> _Objetivo indicado A_:
Responde estas preguntas sobre el texto del sentimiento nacional boliviano:
(i) Según Maquiavelo, ¿qué dos tipos de personas pueden componer las sociedades?
(ii) ¿A quiénes ha identificado el discurso del Gobierno Nacional como culpables de todas nuestras desgracias?
(iii) ¿Desde qué lugares se fomenta la nacionalidad instintiva, según el texto?
> _Objetivo indicado B_: Entrega como lista JSON de cadenas, una por línea y sin líneas en blanco, las líneas del listado que comienzan en la que contiene "wooden handrail is?" y terminan al final del listado, con ambos extremos incluidos.

Cuando pensamos en los componentes de una sociedad moderna, existen características que vienen a nuestra mente casi con naturalidad, entre las cuales suelen estar la libertad, igualdad y justicia. Sin embargo, en lo que respecta a la relación que sostenemos como individuos con el Estado, no existe esa misma claridad
En la actualidad de Bolivia, el hecho de afirmar que todos tenemos claro el tipo de relación que sostenemos con las instituciones públicas de nuestro país es un acto de ingenuidad. No obstante, al igual que todo lo que tenemos en nuestro inconsciente, solemos sostener una actitud aparentemente instintiva en el momento de referirnos a todo lo respectivo a la vida pública, la que he identificado como el sentimiento nacional boliviano.
Nicolás Maquiavelo consideraba que las sociedades bien pueden estar compuestas por dos tipos de personas, los nacionales o patriotas, que viven con una fe ciega hacia su patria, y los ciudadanos o civitas, que sostienen una relación critica con las instituciones de su país.
Básicamente, es una línea imaginaria entre los fanáticos y los críticos. Los primeros, conviene aclararlo, son aquellos que no cuestionan ningún aspecto de su comunidad a la vez que agreden a cualquiera que lo haga. Por otro lado, los segundos buscan la constante trasformación de sus instituciones, en sentido de mejorar su calidad de vida, lo que implica la constante observación de las fortalezas y debilidades de su propio conglomerado.
En los últimos diez años de nuestra vida como Estado Plurinacional, hemos fomentado nuestro sentimiento nacional boliviano en base a un discurso utilizado hábilmente por el Gobierno Nacional, que ha identificado a los extranjeros como los culpables de todas nuestras desgracias a la vez que se ha auto declarado como el nuevo norte que todos debemos seguir.
Fomentar la nacionalidad instintiva desde las escuelas, universidades, instituciones públicas y los medios de comunicación es una de las principales técnicas de los gobiernos populistas para generar cohesión, es decir, para mantener un pensamiento lineal al respecto del destino de la patria y nuestro rol como habitantes de la misma.
La ciudadanía, en cambio, es vista como un comportamiento atípico o fuera del momento que vivimos, ya que en ella descansa el espíritu crítico que todos tenemos al mismo tiempo que nuestro impulso de poder elegir entre diferentes opciones en nuestra vida y no así seguir un único pensamiento; en otras palabras, se trata de la capacidad de disentir los unos con los otros en sentido de buscar las mejores alternativas para nuestra sociedad.

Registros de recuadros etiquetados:
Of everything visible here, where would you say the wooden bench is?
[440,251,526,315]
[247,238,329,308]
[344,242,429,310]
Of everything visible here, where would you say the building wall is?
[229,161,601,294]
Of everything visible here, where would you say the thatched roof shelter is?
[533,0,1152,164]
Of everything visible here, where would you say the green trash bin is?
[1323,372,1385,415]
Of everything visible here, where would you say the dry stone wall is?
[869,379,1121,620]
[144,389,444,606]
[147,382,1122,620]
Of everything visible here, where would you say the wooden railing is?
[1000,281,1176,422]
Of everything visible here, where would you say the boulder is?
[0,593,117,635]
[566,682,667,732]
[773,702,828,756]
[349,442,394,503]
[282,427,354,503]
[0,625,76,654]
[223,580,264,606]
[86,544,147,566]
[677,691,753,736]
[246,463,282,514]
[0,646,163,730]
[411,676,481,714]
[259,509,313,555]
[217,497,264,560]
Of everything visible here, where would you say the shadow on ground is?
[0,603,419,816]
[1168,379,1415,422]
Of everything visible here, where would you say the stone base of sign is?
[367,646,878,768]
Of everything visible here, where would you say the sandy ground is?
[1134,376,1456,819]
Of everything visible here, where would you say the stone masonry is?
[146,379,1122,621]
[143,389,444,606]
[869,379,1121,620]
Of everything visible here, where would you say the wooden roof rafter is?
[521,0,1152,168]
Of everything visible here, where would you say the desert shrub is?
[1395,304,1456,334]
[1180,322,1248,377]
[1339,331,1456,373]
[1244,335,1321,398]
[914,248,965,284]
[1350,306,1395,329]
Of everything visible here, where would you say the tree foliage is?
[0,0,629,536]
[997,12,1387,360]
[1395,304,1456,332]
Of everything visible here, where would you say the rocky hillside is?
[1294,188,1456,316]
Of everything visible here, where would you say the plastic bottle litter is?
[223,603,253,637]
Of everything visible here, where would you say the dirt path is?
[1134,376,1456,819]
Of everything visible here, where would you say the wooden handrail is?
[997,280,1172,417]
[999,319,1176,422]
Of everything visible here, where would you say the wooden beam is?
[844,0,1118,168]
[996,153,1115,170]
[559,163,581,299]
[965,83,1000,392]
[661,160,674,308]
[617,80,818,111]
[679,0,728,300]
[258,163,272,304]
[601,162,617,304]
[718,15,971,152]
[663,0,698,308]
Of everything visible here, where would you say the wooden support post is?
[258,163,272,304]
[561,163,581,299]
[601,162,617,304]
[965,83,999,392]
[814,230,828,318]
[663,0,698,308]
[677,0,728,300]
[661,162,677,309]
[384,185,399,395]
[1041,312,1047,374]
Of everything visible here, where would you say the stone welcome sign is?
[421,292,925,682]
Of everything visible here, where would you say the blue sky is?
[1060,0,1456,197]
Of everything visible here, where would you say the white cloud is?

> _Respuesta A_:
(i) Los nacionales o patriotas y los ciudadanos o civitas.
(ii) A los extranjeros.
(iii) Desde las escuelas, las universidades, las instituciones públicas y los medios de comunicación.

> _Respuesta B_:
[
  "Of everything visible here, where would you say the wooden handrail is?",
  "[997,280,1172,417]",
  "[999,319,1176,422]",
  "Of everything visible here, where would you say the wooden beam is?",
  "[844,0,1118,168]",
  "[996,153,1115,170]",
  "[559,163,581,299]",
  "[965,83,1000,392]",
  "[661,160,674,308]",
  "[617,80,818,111]",
  "[679,0,728,300]",
  "[258,163,272,304]",
  "[601,162,617,304]",
  "[718,15,971,152]",
  "[663,0,698,308]",
  "Of everything visible here, where would you say the wooden support post is?",
  "[258,163,272,304]",
  "[561,163,581,299]",
  "[601,162,617,304]",
  "[965,83,999,392]",
  "[814,230,828,318]",
  "[663,0,698,308]",
  "[677,0,728,300]",
  "[661,162,677,309]",
  "[384,185,399,395]",
  "[1041,312,1047,374]",
  "Of everything visible here, where would you say the stone welcome sign is?",
  "[421,292,925,682]",
  "Of everything visible here, where would you say the blue sky is?",
  "[1060,0,1456,197]",
  "Of everything visible here, where would you say the white cloud is?"
]